TO DO:
a - Write out, word for word, the part of the text on Ukraine's electricity grid that opens with the words containing "There is a 750" and closes with "should be increased.".
b - Extend the text on Ukraine's electricity grid, starting after its last sentence.

TEXT:
/---

Normally Ukraine is a net exporter (for example in summer 2025), but imports in winter because demand increases and Russia damages the system. About 2.5 GW can flow with neighbouring countries. In 2025 this capacity was rarely fully used, likely due to technical difficulties in Ukraine’s grid and import price caps. In January 2026 the price cap was increased to 15,000 UAH/MWh (16,000 for balancing).

There is a 750 kV link with Hungary. Rzeszów–Khmelnytskyi powerline connects Poland at 750 kV. Vetrino–Isaccea–Yuzhnoukrainsk powerline connects Romania at 750 kV. It has been suggested that the 220 kV link with Poland be improved and that interconnection with Slovakia be built sooner. There are five 110 kV interconnections with Moldova, but they could be better used.

The IEA says that capacity limits on links from neighbouring countries should be increased.

== Storage, transmission, distribution and resiliance ==
The IEA says that more decentralised generation and batteries should be installed for energy security. They recommend more off-grid and mini-grid. Both transmission and distribution have been attacked, and shelters have been built to protect substations from attack. Resilience includes restoring power quickly and limiting problems caused by outages: making grids smarter can help.

Due to the large share of fixed-production nuclear, balancing the grid is particularly difficult during peak demand, which is in the morning and evening due to retail demand. Peak demand can reach 18 GW in winter, or 19 in cold winters.

\---

DATA:
/---

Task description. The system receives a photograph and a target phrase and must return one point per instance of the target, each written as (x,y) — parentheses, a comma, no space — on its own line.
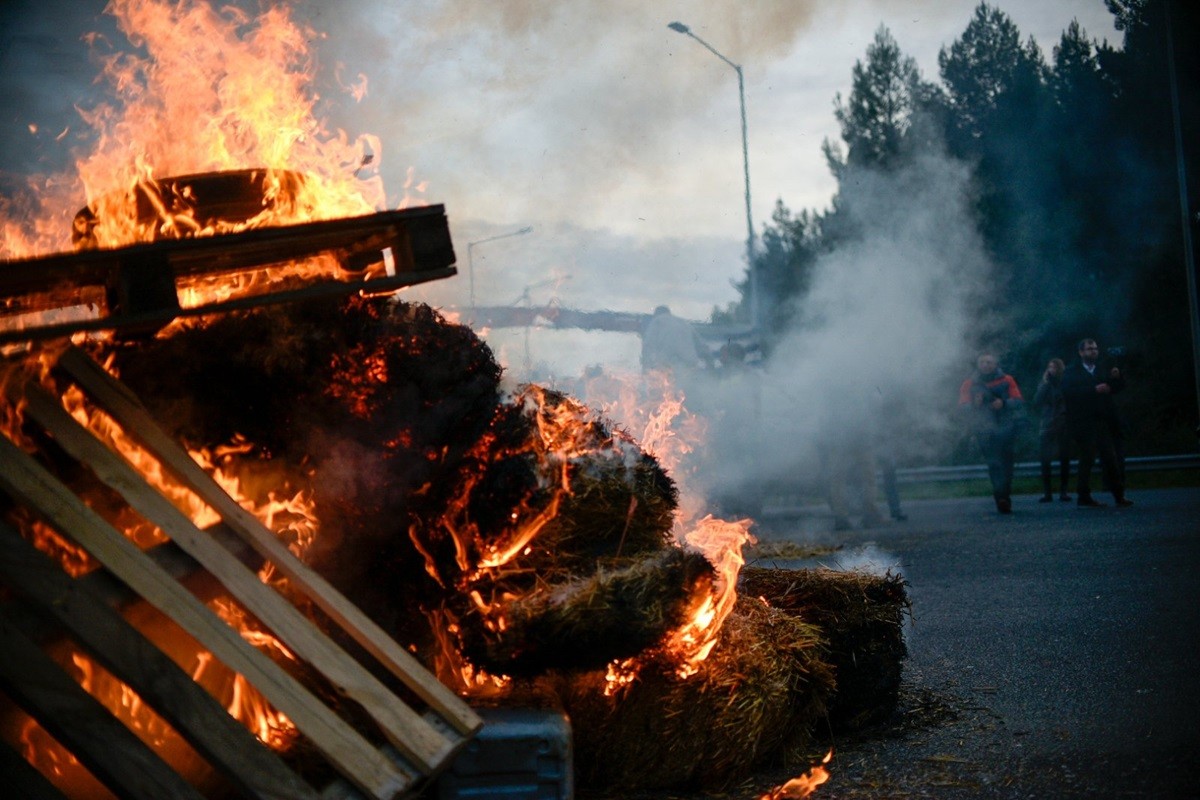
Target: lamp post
(471,257)
(745,166)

\---

RESULTS OF THE TASKS:
a -
There is a 750 kV link with Hungary. Rzeszów–Khmelnytskyi powerline connects Poland at 750 kV. Vetrino–Isaccea–Yuzhnoukrainsk powerline connects Romania at 750 kV. It has been suggested that the 220 kV link with Poland be improved and that interconnection with Slovakia be built sooner. There are five 110 kV interconnections with Moldova, but they could be better used.

The IEA says that capacity limits on links from neighbouring countries should be increased.

b -
DTEK is building more storage, to improve ancillary services such as frequency control. Grid batteries with 200 MW power and 400 MWh energy were operating in 2025. There is a reserve stockpile of transformers.

Local generation, such as rooftop solar, and batteries can continue to supply some critical facilities, such as hospitals, when grid connection is lost. Microgrids have been made.

== Power system reforms ==
The IEA has published a roadmap for Ukraine's increased use of distributed energy resources (DERs) towards 2030 which says:

"Scaling up DERs requires robust financial incentives, while maintaining affordability and equity as core priorities. This involves two key elements: First, market design must enable broader participation of small-scale and distributed resources, such as batteries and small gas turbines, in wholesale electricity and ancillary services markets. Second, consumer tariffs should be structured to incentivise efficient electricity consumption, the deployment of behind-the-meter DERs like rooftop solar and batteries, and the operation of these resources in ways that deliver system-wide benefits."

== Economics ==
In 2024 the price to householders was said to be about half the market price, and it has been suggested that to encourage energy saving and energy efficiency the subsidy should only apply to energy poor households and/or a certain minimum consumption.

DTEK has started installing smart meters. Central and city government is subsidizing rooftop solar installation. NEURC hopes to implement dynamic pricing so the price can be changed throughout the day.